▶ **Extract**
+++
Gary, for Q4 my guess is we will see company wide underwriting come in at 97% CR. Interest and dividend income will be around $215 million. As i indicated above, mark to market gains on equities should be around $160 million. Interest expense will be about $130 million. When i put it all together my guess is BV in q4 should increase $10-$15/share. I try not to get too cute with these estimates; bottom line, i expect Fairfax to post solid earnings and BV growth in Q4. We need a few more quarters like this to get investors interested to get back on the FFH train :-)

 

My range is quite large because Fairfax and its equity holdings have been very active making moves in Q4 and i am not sure when all of these items will be reflected in FFH financials and how each transaction will ultimately impact BV.

 

For example, what i do not understand well is how Fairfax accounts for each of its ‘associates and consolidated’ holdings:

- Seaspan has had quite a run in Q4; will this gain be reflected in BV? If so, how much? (Is it valued at stock price? If so, why is Quess equity accounted?)

- Fairfax India announced two transactions late in Q4 that will increase its BV by about $3 per share; how will this flow though to FFH and timing?

- Quess is carried at a much higher value on the books than its current share price; will we see Fairfax adjust this down? Same with Recipe.

- will the APR transaction be reflected in Q4 results in some way even though it will not close until Q1 2020

- what is value of Digit; will Fairfax show it at a higher value?

 

Other:

- will the Riverstone UK transaction be reflected in Q4 results in some way (higher book value) even though it will not close until Q1 2020. This transaction alone will increase BV by $10 per share.

 

PS: when FFH made their final sale of ICICI Lombard it did not close until Oct but i am pretty sure they booked the gain in Q3 results. This is an example of why i am not sure on the exact timing of when the various announced transactions will be reflected in results :-)

 

Posted

I would just add that Fairfax Financial's ownership in both Recipe Limited + Resolute Forest is accounted through equity method as FFH has a large ownership of both companies. So their stock movement quarter to quarter is not marked to market. But FFH percentage of their equity income is.
+++
▶ **Listed records**
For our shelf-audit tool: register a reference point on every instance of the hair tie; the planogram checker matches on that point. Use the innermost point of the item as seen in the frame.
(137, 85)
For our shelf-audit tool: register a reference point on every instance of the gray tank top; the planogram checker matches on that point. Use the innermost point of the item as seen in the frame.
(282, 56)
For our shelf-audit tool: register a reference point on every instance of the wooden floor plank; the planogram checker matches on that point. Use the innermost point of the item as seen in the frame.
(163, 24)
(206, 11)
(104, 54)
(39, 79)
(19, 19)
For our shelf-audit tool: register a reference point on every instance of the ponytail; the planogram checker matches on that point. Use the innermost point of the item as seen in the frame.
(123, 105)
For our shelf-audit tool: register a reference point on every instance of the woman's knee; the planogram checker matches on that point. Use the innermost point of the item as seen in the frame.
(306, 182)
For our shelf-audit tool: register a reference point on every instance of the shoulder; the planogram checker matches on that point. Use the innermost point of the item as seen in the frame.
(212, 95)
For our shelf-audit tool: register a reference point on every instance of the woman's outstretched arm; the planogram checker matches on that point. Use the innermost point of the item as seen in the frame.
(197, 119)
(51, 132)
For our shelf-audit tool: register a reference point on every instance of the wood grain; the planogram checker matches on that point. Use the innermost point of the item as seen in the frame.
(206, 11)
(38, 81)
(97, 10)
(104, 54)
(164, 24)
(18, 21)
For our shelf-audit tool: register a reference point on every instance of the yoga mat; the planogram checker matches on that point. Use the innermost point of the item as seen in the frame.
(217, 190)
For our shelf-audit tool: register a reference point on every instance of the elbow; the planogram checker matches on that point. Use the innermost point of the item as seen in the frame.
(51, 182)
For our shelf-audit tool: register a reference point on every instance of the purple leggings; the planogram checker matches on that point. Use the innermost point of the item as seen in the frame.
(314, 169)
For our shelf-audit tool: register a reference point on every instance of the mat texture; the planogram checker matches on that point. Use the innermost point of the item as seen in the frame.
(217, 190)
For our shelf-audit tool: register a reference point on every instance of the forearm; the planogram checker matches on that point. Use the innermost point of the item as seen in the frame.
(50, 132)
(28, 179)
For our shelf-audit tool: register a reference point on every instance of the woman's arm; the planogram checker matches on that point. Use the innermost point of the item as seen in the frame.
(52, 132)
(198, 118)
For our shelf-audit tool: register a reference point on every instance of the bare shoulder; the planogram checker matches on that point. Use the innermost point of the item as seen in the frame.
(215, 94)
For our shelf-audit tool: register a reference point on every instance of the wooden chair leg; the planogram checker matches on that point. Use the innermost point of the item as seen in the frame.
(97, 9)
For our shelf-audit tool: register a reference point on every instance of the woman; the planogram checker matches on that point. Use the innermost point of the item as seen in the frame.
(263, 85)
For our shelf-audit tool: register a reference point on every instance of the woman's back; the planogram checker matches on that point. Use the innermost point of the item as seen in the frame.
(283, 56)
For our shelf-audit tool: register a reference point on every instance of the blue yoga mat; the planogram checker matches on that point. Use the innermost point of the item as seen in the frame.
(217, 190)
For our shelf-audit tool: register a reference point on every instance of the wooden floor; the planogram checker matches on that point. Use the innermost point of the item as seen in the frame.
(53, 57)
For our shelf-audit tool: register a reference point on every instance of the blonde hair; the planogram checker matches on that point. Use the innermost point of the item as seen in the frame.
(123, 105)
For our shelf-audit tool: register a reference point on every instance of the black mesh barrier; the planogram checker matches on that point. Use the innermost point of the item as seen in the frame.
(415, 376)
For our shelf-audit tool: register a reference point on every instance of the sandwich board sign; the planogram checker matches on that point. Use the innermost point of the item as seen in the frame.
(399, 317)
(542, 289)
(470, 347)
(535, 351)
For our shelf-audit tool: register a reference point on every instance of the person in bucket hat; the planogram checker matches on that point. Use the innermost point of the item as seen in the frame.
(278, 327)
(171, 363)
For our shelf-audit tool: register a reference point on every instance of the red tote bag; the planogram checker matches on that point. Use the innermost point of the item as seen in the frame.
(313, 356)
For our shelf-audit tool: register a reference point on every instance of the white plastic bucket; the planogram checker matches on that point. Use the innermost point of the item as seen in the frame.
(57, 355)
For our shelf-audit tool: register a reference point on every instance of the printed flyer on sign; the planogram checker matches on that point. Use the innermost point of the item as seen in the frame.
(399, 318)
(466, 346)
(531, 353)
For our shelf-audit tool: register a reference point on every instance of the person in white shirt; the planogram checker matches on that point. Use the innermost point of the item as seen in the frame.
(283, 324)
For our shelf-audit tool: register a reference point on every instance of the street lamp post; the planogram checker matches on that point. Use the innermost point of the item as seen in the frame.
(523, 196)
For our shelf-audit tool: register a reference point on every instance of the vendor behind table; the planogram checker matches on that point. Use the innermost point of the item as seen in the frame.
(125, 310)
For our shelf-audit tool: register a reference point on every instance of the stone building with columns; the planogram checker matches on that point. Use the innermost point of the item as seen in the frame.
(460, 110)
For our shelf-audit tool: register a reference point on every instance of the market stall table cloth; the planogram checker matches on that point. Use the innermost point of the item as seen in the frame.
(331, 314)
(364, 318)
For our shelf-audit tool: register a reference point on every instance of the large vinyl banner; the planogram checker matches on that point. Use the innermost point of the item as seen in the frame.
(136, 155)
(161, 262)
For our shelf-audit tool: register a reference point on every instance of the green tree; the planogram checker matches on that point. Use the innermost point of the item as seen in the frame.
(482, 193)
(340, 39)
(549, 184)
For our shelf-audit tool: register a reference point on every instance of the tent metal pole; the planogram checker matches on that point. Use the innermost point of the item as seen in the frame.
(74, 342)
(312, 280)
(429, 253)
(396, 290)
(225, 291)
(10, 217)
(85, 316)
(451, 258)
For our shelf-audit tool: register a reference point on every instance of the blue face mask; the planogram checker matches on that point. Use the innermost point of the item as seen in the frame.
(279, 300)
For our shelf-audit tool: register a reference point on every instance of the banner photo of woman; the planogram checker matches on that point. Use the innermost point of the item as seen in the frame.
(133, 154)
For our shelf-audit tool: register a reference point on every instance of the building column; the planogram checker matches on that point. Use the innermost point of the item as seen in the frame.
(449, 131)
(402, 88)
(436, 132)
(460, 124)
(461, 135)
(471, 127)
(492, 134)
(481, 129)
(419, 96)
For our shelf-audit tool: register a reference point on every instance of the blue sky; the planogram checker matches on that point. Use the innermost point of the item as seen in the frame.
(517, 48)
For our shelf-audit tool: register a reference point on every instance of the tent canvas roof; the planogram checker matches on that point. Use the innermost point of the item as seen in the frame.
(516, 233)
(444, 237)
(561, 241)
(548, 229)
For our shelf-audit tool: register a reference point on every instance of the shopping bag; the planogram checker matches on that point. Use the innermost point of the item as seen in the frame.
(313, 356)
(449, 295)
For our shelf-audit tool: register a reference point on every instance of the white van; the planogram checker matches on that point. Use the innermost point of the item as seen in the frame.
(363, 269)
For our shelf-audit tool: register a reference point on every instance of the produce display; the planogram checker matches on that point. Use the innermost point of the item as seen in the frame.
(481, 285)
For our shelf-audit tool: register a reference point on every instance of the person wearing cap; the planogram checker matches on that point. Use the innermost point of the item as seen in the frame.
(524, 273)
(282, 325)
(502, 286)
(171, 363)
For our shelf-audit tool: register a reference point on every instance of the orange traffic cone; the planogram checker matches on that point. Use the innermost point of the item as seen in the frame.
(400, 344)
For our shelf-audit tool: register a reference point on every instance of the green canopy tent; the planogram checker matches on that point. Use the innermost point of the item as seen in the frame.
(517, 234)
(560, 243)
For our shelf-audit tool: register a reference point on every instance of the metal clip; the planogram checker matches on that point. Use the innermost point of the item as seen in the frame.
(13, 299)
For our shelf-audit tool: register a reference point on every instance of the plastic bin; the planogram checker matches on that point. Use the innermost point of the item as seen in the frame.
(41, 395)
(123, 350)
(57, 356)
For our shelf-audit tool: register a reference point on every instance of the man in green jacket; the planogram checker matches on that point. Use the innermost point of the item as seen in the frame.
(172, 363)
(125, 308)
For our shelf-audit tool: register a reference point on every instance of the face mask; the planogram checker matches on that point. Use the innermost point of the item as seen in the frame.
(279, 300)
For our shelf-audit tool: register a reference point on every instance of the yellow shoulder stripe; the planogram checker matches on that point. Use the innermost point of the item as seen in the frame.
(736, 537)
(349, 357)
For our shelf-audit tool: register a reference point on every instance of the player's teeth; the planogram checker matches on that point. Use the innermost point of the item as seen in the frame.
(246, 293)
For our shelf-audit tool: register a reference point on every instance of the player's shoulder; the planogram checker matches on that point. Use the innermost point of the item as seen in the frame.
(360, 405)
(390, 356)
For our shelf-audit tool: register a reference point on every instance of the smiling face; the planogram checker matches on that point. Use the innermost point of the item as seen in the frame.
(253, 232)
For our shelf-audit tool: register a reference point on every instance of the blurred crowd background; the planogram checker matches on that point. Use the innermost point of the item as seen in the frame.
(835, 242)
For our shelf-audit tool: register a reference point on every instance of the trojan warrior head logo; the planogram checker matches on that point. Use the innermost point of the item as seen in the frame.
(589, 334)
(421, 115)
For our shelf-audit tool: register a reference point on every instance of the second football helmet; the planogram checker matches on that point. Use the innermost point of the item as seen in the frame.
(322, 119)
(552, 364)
+++
▶ **Instructions for the task**
List every figure the Fairfax discussion's opening paragraph forecasts for Q4, each with the item it refers to.

▶ **Response**
- Company-wide underwriting: 97% CR
- Interest and dividend income: around $215 million
- Mark-to-market gains on equities: around $160 million
- Interest expense: about $130 million
- Increase in BV: $10–$15 per share